- MATERIAL TO PROCESS
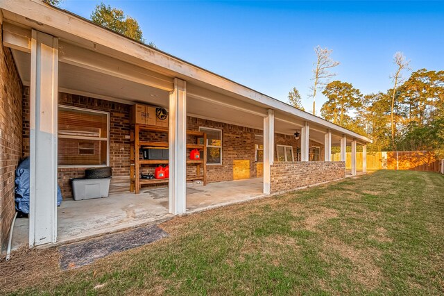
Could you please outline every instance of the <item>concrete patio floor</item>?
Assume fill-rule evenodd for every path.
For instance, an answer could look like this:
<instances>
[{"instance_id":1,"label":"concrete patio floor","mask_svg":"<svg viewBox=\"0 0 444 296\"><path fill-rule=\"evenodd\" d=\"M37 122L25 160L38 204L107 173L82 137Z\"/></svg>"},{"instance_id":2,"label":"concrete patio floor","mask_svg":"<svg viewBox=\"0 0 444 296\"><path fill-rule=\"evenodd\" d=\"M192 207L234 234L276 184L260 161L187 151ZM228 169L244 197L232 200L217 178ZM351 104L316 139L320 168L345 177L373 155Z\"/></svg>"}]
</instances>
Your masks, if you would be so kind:
<instances>
[{"instance_id":1,"label":"concrete patio floor","mask_svg":"<svg viewBox=\"0 0 444 296\"><path fill-rule=\"evenodd\" d=\"M262 178L218 182L203 186L187 186L187 213L194 213L264 196ZM168 188L141 190L108 197L81 201L64 200L58 208L58 243L160 222L173 217L168 213ZM12 248L28 242L28 220L17 219Z\"/></svg>"}]
</instances>

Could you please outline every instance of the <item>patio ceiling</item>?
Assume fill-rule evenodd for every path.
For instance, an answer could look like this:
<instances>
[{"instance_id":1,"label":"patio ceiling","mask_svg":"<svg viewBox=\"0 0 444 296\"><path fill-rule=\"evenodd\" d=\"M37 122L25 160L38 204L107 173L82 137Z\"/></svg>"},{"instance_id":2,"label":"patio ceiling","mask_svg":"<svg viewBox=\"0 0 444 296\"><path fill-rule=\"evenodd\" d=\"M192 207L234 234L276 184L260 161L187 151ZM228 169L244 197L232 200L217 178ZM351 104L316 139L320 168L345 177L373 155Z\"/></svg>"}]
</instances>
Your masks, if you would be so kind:
<instances>
[{"instance_id":1,"label":"patio ceiling","mask_svg":"<svg viewBox=\"0 0 444 296\"><path fill-rule=\"evenodd\" d=\"M24 85L31 79L31 54L12 49L19 73ZM103 74L94 69L59 63L59 90L74 94L133 104L150 104L168 108L169 92L131 80ZM262 130L266 108L221 92L205 89L192 83L187 84L187 110L190 116ZM284 112L275 113L275 131L293 135L300 132L304 121L295 120ZM326 129L310 124L310 140L324 142ZM341 135L333 131L333 146L339 146ZM348 143L352 139L348 139Z\"/></svg>"}]
</instances>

- WHAT IS BEING ASKED
Copy the items word for word, from the line containing "Could you please outline every instance of the <item>patio" up to and including the final line of the items.

- RESULT FOR THIS TASK
Could you please outline every instance of the <item>patio ceiling</item>?
Assume fill-rule evenodd for every path.
For instance, an answer could look like this:
<instances>
[{"instance_id":1,"label":"patio ceiling","mask_svg":"<svg viewBox=\"0 0 444 296\"><path fill-rule=\"evenodd\" d=\"M37 122L25 160L38 204L107 173L82 137Z\"/></svg>"},{"instance_id":2,"label":"patio ceiling","mask_svg":"<svg viewBox=\"0 0 444 296\"><path fill-rule=\"evenodd\" d=\"M192 207L234 234L276 184L260 161L187 151ZM228 169L244 197L232 200L217 178ZM351 104L316 139L320 168L345 177L373 155Z\"/></svg>"}]
</instances>
Your masks, if you would be so kind:
<instances>
[{"instance_id":1,"label":"patio ceiling","mask_svg":"<svg viewBox=\"0 0 444 296\"><path fill-rule=\"evenodd\" d=\"M24 85L31 79L31 54L12 49L19 73ZM103 74L94 69L59 63L59 90L74 94L133 104L150 104L168 108L169 92L131 80ZM262 130L266 108L221 92L205 89L192 83L187 84L187 110L190 116ZM284 112L275 113L275 131L293 135L300 132L304 121L295 120ZM326 129L310 124L310 140L324 142ZM341 135L333 131L333 146L339 146ZM348 143L352 139L348 139Z\"/></svg>"}]
</instances>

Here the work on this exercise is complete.